- [SELECTED PASSAGE]:
####################
Erasure code (EC) converts $p$ length data and produces $s$ length data ($s$>$p$) so that the original message can be recovered from a subset of $s$ characters. An efficient implementation of EC is $O\left(p·{\log }_{2}p\right)$ complexity (Lin, et al. 2014) [26].

Regenerating codes are designed for providing reliability and efficient repair (reconstruction) of lost coded fragments in distributed storage systems. They overcome the limitations of the traditional codes mentioned above, significantly reducing the traffic (repair-bandwidth) required for repairing. Furthermore, it has reasonable tradeoffs between storage and repair bandwidth (Dimakis et al., 2010) [22]. A special pseudorandom number generator is required to effectively implement RC (Liu et al., 2015) [27].

3. Polynomial Residue Number System

PRNS is used in areas such as digital signal processing (Skavantzos and Taylor, 1991) [28], symmetric block encryption (Chu and Benaissa, 2013) [29], cryptography (Parker and Benaissa, 1995) [30], homomorphic encryption (Chervyakov et al., 2015) [31], wireless sensor networks (Chang et al., 2015) [32], etc. It can support parallel, carry-free, high-speed arithmetic. PRNS over $GF\left(2^m\right)$ was introduced by (Halbutogullari and Koc, 2000) [33]. Contrary to RRNS, where each modulo is a coprime number, PRNS moduli are irreducible polynomials. The Chinese remainder theorem (CRT) is also applied.

3.1. Basic Definitions

The original data, $A$, can be represented by the polynomial $A_P\left(x\right)$ over $GF\left(2^m\right)$ of the form $A_P\left(x\right)={\displaystyle \sum }_{i=0}^{m-1}{f}_i·x^i$, for $f_i\in \left\{0,1\right\}$, where the highest exponent of the variable $x$ is called the degree of the polynomial. For example, $A=243={11110011}_2.$ Hence, $A_P\left(x\right)=x^7+x^6+x^5+x^4+x+1$ with a degree of seven.

The PRNS modulo is an n-tuple of irreducible polynomials over the binary field. We denote this n-tuple: $m_1\left(x\right)$,$m_2\left(x\right)$, …, $m_n\left(x\right)$, where n is the number of moduli and k = n − r is the number of working moduli. d_i is the degree of the polynomial $m_i\left(x\right)$.
####################
- [JOB 1]:
Answer these about the passage on erasure codes and polynomial residue number systems:
(a) What complexity does an efficient implementation of erasure code have?
(b) Unlike RRNS moduli, what are PRNS moduli?
(c) What does k stand for in the PRNS definitions?
####################
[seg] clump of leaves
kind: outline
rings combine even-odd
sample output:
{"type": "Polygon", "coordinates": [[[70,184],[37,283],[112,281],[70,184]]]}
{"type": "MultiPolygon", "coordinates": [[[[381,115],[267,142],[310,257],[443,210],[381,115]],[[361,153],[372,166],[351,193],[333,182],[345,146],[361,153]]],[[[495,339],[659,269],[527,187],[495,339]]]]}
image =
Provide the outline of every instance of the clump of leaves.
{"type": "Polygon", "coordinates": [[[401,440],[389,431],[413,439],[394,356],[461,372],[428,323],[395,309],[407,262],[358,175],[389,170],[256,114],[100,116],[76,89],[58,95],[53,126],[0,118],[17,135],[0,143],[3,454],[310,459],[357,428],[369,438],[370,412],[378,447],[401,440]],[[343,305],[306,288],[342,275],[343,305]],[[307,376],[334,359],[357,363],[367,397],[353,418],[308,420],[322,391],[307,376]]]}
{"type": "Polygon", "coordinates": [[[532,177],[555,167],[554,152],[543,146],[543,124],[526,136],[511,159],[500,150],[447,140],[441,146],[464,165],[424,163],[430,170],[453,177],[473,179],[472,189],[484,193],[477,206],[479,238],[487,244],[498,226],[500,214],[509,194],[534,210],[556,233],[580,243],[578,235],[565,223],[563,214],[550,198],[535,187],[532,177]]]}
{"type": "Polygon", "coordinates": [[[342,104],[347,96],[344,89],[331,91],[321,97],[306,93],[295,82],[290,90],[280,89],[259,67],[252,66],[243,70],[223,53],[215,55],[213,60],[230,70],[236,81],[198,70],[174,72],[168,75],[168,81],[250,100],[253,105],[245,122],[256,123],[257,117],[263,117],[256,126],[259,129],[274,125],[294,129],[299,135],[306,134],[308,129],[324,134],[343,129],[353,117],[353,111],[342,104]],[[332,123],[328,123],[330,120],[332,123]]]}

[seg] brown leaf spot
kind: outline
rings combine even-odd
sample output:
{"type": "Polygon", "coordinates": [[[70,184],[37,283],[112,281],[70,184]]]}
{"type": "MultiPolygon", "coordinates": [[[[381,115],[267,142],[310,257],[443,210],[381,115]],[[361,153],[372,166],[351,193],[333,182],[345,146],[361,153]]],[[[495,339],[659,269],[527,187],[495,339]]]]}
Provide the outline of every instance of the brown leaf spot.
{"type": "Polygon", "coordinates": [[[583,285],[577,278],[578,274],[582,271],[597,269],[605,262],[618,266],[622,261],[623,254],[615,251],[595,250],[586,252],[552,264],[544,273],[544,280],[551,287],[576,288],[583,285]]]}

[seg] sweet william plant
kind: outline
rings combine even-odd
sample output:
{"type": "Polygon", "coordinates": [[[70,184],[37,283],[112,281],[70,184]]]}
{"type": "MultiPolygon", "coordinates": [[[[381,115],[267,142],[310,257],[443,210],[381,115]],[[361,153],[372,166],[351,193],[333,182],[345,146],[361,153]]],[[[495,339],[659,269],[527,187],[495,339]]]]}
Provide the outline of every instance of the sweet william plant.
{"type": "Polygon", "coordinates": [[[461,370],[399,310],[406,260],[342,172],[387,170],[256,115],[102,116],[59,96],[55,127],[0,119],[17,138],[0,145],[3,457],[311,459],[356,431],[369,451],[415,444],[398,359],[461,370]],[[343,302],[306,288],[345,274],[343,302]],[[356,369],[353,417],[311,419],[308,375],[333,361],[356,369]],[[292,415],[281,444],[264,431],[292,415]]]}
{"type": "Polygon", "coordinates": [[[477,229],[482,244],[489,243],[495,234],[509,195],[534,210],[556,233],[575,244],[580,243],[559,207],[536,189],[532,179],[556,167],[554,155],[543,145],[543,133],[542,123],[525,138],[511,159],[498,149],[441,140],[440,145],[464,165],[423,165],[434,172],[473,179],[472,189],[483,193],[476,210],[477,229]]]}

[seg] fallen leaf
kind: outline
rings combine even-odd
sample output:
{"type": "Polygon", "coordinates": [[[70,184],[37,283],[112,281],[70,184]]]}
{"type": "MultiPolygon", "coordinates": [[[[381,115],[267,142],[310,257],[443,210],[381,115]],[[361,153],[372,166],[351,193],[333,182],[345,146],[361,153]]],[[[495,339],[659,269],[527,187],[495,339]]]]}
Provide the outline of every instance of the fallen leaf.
####################
- [JOB 2]:
Please copy out the listing lines verbatim, beginning at the line that contains "[seg] fallen leaf" and stopping after the last line of the listing.

- [FULL RESPONSE 1]:
(a) O(p·log₂ p)
(b) Irreducible polynomials
(c) The number of working moduli, k = n − r

- [FULL RESPONSE 2]:
[seg] fallen leaf
kind: outline
rings combine even-odd
sample output:
{"type": "Polygon", "coordinates": [[[70,184],[37,283],[112,281],[70,184]]]}
{"type": "MultiPolygon", "coordinates": [[[[381,115],[267,142],[310,257],[443,210],[381,115]],[[361,153],[372,166],[351,193],[333,182],[345,146],[361,153]]],[[[495,339],[659,269],[527,187],[495,339]]]]}
Provide the outline of every instance of the fallen leaf.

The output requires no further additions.